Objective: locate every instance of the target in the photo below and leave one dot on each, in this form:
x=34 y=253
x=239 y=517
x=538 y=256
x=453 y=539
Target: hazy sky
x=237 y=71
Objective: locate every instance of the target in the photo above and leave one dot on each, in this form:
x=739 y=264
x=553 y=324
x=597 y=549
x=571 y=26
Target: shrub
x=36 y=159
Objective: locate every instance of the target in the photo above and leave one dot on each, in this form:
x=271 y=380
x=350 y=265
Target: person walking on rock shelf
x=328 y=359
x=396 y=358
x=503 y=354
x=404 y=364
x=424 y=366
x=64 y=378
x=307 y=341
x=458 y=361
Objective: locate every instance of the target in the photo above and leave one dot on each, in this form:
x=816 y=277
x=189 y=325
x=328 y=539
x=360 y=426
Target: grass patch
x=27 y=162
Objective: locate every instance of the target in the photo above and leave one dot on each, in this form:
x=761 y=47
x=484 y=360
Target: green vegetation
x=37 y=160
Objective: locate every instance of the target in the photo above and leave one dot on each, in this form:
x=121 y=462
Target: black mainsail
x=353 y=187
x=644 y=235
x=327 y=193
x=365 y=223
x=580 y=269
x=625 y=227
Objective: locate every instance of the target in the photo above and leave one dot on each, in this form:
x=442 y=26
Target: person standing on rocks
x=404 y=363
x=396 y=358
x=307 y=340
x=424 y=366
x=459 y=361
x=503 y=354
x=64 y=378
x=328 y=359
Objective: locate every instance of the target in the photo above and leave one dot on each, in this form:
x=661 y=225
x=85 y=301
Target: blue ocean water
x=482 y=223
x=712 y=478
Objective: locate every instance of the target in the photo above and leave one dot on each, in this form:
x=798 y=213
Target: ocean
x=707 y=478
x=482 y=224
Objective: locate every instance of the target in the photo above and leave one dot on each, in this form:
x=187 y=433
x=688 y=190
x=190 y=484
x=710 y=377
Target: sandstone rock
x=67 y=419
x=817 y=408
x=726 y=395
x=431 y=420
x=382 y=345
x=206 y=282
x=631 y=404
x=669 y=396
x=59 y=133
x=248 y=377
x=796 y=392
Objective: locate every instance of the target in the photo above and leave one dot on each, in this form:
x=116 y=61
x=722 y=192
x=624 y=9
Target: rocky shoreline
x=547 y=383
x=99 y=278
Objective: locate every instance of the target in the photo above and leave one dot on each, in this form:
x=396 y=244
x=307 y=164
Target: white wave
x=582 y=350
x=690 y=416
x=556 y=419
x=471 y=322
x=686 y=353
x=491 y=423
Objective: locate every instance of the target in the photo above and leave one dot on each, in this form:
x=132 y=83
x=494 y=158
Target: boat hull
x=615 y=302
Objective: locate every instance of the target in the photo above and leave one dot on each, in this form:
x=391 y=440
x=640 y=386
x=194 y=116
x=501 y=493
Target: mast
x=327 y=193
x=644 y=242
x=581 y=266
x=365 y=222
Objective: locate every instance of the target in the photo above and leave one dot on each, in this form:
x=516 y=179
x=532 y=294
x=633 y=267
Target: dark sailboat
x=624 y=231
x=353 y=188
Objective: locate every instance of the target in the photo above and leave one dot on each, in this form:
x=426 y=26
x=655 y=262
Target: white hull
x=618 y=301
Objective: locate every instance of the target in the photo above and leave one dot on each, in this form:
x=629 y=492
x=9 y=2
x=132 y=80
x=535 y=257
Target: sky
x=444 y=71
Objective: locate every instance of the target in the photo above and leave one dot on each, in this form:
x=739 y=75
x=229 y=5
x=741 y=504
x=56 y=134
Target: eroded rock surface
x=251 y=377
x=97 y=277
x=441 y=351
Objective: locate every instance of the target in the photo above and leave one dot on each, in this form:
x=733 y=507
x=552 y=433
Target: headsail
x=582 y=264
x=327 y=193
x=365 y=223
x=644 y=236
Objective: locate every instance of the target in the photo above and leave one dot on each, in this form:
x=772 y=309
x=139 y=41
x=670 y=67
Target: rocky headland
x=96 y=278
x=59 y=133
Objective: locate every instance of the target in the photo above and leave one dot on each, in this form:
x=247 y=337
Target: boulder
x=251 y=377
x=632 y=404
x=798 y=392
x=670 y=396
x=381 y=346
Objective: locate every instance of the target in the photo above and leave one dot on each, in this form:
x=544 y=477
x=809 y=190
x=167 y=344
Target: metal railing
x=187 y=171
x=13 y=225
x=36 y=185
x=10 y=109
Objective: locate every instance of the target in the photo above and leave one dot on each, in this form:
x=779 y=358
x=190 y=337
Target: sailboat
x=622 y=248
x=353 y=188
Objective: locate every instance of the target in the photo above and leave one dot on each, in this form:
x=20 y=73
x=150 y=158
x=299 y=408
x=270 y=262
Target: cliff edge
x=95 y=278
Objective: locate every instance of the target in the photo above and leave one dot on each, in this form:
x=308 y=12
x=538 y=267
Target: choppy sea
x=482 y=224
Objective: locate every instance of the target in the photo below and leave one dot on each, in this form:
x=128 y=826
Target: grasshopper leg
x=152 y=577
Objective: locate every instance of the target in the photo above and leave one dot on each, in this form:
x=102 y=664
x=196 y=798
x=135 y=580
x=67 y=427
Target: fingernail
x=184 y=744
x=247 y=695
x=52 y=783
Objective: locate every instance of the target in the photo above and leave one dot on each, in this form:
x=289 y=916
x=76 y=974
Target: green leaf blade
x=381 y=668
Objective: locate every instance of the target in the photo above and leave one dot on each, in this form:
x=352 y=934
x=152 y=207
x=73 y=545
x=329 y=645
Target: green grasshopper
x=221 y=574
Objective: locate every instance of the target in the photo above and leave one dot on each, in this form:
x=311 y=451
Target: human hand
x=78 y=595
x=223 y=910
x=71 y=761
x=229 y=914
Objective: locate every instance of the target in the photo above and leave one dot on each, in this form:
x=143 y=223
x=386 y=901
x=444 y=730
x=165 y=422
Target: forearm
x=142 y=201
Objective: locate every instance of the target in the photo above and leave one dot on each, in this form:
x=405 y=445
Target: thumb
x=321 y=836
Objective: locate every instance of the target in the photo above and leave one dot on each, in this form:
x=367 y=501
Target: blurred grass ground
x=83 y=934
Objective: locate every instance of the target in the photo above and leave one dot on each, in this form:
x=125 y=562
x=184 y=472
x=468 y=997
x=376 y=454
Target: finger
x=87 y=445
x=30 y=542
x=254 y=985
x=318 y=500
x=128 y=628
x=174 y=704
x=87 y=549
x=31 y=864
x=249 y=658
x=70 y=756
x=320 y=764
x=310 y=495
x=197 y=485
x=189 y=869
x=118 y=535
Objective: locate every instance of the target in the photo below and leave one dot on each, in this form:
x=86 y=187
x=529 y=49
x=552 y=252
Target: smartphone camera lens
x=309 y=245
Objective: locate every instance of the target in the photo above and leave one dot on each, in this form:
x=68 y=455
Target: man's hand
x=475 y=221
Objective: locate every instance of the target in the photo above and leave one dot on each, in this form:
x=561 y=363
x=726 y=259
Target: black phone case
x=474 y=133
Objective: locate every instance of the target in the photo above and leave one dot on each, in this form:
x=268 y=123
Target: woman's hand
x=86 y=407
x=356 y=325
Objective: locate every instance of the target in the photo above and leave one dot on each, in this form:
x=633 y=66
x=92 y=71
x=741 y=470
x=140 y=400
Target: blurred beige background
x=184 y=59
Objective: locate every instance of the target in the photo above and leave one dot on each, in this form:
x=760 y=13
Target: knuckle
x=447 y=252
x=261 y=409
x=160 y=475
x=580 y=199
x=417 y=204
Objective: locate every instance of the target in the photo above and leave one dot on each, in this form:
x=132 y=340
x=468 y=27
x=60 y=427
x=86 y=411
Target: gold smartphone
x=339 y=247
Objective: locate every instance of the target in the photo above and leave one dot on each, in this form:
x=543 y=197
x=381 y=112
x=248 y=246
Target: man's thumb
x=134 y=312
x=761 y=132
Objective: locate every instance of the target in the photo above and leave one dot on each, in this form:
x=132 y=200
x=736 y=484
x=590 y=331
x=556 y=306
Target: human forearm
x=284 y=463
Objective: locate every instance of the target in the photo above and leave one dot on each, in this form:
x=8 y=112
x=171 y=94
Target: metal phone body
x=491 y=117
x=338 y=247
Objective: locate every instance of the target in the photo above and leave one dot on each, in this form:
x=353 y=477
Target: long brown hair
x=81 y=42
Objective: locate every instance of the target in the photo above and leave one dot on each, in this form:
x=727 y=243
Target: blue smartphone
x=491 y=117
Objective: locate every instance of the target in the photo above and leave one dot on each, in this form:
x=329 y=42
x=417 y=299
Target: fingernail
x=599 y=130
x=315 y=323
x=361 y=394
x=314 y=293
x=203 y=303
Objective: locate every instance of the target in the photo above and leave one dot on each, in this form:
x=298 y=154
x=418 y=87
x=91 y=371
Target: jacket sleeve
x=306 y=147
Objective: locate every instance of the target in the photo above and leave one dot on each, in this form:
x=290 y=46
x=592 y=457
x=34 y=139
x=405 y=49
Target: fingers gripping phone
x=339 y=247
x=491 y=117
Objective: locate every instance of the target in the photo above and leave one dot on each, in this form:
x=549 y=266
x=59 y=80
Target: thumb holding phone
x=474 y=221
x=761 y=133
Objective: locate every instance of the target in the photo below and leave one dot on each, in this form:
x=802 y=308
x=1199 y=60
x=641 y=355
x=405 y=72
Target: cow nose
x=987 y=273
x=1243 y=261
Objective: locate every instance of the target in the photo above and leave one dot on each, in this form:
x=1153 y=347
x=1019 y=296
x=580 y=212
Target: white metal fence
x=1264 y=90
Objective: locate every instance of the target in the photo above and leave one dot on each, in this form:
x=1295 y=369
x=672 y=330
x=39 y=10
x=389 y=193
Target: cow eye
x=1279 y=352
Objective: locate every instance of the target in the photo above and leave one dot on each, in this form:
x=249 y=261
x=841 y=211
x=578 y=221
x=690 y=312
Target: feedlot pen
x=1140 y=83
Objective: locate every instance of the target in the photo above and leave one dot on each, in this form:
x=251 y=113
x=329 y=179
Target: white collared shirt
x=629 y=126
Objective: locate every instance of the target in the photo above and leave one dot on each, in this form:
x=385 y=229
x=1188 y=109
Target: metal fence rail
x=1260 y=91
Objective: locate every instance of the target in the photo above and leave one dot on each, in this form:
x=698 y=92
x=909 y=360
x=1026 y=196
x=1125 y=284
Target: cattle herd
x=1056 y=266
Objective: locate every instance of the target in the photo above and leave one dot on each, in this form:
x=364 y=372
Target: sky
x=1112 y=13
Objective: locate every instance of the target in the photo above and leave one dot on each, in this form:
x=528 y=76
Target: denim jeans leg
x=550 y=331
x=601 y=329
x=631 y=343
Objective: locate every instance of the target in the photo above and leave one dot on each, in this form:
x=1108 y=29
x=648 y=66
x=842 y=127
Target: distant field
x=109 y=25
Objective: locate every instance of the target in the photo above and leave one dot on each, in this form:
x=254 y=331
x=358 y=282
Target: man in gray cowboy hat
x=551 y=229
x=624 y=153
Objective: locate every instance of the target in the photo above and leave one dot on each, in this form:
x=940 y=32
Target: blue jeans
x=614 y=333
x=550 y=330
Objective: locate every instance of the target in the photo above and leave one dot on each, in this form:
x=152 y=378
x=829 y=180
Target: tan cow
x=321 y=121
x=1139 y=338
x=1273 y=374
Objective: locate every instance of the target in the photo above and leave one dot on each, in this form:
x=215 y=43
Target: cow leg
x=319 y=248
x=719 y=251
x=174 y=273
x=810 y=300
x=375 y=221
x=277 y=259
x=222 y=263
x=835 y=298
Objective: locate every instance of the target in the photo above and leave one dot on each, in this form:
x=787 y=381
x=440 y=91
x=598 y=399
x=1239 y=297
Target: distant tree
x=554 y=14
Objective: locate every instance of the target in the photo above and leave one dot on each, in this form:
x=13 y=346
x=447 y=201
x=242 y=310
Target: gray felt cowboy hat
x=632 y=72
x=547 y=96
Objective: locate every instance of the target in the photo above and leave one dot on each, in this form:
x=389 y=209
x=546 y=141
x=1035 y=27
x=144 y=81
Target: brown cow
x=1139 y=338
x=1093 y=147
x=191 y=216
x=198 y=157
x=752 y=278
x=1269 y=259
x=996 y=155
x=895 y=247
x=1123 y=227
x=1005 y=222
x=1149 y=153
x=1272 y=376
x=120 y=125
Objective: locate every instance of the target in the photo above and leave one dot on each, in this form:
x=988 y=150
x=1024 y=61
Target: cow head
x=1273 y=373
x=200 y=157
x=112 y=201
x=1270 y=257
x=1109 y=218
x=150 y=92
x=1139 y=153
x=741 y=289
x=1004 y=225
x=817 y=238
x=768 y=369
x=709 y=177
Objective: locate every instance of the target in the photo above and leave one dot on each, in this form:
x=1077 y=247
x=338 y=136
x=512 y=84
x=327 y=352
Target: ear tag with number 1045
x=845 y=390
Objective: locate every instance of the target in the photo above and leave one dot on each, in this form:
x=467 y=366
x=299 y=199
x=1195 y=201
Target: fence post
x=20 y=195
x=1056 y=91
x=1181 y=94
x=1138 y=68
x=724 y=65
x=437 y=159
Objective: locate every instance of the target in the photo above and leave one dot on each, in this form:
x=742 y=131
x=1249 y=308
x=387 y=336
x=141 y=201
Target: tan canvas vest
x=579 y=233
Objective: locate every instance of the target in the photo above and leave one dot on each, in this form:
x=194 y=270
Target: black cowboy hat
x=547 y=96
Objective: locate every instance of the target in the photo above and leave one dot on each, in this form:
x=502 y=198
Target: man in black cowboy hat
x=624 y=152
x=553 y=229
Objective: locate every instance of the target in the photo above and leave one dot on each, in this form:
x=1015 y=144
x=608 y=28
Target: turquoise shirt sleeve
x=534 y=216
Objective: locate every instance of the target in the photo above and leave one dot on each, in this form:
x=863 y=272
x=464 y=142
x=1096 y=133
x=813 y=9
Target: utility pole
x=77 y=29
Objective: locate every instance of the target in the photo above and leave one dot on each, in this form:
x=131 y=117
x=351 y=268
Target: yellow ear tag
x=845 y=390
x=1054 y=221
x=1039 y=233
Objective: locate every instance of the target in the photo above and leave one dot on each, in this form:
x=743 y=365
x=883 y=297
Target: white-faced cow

··········

Goal →
How many lines in the records above contain the string "cowboy", with uppercase and lowercase treated as different? Reply with the number alone.

Expected answer →
4